- _Information given_
*** Block opens ***
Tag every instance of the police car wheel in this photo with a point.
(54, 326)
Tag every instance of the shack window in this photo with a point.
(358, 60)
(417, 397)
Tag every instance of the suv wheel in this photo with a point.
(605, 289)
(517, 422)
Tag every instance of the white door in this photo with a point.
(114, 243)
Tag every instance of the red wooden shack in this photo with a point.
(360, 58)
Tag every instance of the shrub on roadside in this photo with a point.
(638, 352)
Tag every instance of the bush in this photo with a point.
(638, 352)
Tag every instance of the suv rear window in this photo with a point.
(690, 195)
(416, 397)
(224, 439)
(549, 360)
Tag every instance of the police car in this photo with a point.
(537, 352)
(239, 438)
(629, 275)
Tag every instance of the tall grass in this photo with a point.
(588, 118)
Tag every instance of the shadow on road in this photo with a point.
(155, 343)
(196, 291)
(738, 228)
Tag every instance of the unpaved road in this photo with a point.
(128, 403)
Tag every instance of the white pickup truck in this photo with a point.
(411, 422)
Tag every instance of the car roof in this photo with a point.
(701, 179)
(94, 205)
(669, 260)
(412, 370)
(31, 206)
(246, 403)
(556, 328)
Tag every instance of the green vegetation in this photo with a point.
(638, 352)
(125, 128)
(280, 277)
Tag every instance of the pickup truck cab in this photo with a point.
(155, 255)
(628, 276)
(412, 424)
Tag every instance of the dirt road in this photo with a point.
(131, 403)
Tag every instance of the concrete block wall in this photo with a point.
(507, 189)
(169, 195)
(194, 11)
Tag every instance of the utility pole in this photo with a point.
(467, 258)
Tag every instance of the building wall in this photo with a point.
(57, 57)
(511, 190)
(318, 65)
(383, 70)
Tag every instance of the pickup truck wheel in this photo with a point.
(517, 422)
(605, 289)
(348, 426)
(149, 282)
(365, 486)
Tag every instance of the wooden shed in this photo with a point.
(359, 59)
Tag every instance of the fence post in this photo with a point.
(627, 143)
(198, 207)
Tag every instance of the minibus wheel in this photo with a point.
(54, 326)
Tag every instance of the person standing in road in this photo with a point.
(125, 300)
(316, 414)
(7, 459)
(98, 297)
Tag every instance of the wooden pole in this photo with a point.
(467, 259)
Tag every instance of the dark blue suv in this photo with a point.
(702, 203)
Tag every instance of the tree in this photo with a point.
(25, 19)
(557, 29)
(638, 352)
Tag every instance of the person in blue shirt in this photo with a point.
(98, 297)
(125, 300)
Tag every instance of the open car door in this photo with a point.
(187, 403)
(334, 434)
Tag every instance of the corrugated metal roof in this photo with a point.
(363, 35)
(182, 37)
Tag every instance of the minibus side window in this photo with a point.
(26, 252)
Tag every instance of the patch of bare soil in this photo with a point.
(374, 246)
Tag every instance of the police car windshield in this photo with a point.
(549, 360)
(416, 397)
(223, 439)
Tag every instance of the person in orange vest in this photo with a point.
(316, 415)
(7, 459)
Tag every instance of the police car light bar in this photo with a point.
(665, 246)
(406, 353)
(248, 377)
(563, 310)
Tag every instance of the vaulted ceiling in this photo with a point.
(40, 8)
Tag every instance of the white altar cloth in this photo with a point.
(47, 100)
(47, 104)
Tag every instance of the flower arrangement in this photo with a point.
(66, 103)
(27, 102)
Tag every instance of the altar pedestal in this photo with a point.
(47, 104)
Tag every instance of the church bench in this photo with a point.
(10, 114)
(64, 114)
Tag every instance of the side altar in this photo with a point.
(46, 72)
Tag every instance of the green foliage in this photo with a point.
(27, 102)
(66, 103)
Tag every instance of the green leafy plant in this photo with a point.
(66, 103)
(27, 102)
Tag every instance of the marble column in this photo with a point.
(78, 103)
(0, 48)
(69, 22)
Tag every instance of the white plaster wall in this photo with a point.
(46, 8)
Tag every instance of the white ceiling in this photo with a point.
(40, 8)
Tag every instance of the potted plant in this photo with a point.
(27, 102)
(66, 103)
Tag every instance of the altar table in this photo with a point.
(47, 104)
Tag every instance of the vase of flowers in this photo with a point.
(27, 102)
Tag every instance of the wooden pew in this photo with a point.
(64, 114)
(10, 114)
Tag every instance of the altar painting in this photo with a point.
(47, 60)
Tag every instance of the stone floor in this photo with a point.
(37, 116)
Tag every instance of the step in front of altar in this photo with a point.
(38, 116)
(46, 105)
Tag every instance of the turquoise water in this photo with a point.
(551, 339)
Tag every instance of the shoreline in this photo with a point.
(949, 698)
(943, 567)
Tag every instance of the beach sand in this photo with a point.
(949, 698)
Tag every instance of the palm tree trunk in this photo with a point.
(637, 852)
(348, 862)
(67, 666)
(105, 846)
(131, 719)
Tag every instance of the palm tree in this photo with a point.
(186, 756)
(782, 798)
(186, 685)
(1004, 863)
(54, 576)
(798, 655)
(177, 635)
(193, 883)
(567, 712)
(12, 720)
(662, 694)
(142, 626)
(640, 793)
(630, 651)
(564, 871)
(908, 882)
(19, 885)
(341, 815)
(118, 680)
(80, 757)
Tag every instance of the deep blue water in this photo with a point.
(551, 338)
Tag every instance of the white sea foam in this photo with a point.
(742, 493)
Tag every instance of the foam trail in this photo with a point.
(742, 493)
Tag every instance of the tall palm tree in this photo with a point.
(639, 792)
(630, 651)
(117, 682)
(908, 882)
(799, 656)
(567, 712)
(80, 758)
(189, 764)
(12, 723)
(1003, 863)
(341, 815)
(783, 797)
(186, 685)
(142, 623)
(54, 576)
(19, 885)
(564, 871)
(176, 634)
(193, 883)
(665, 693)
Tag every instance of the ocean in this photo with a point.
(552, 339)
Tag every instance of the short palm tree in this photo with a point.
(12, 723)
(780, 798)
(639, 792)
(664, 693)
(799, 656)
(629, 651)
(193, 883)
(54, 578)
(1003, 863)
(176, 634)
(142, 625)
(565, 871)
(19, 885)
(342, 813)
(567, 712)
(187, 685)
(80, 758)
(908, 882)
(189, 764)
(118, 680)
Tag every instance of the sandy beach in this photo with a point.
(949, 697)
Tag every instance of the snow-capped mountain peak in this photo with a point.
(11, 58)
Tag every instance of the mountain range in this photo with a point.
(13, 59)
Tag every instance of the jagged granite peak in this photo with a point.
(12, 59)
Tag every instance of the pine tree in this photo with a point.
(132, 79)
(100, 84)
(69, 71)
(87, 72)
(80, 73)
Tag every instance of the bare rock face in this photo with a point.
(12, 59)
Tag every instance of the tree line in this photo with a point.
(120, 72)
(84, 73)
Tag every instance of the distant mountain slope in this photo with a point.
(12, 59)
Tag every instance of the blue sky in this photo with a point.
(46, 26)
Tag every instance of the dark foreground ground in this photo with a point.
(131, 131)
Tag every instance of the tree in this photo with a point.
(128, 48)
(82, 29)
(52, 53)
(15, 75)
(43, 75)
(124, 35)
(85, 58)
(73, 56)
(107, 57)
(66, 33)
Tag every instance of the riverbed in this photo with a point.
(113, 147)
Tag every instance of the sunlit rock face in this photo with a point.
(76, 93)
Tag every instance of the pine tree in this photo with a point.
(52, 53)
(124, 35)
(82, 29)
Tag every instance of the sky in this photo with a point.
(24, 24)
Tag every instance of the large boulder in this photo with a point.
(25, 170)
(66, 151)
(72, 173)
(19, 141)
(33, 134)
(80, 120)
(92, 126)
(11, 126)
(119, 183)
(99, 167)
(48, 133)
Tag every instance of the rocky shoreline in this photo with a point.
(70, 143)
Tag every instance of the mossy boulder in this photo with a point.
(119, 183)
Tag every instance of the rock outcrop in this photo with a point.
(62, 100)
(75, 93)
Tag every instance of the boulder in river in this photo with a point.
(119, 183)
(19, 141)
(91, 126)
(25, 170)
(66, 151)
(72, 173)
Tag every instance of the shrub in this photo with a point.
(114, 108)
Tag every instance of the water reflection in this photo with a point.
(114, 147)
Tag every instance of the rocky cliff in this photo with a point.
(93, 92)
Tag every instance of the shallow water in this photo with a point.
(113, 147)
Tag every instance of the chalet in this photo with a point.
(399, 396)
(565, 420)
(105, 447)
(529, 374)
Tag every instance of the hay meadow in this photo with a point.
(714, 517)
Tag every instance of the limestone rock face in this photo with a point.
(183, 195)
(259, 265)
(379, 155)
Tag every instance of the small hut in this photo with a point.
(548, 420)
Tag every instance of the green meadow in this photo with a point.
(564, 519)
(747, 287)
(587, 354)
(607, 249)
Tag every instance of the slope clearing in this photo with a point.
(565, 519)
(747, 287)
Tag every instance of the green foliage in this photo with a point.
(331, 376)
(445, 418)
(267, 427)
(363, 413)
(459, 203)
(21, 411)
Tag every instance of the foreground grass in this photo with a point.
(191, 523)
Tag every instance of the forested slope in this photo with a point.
*** Block closes ***
- _Task description_
Everything from the line that has "Tag every instance of the slope" to the final line above should be retyped exactly, and nothing else.

- _Exercise response_
Tag every instance of the slope clearing in this photo with a point.
(565, 519)
(747, 287)
Tag every instance of the green foliage in this photo with a point.
(331, 376)
(445, 418)
(267, 427)
(363, 413)
(459, 203)
(21, 411)
Tag every instance of the foreground grass in this photo with a point.
(191, 523)
Tag every instance of the forested slope in this photo with a point.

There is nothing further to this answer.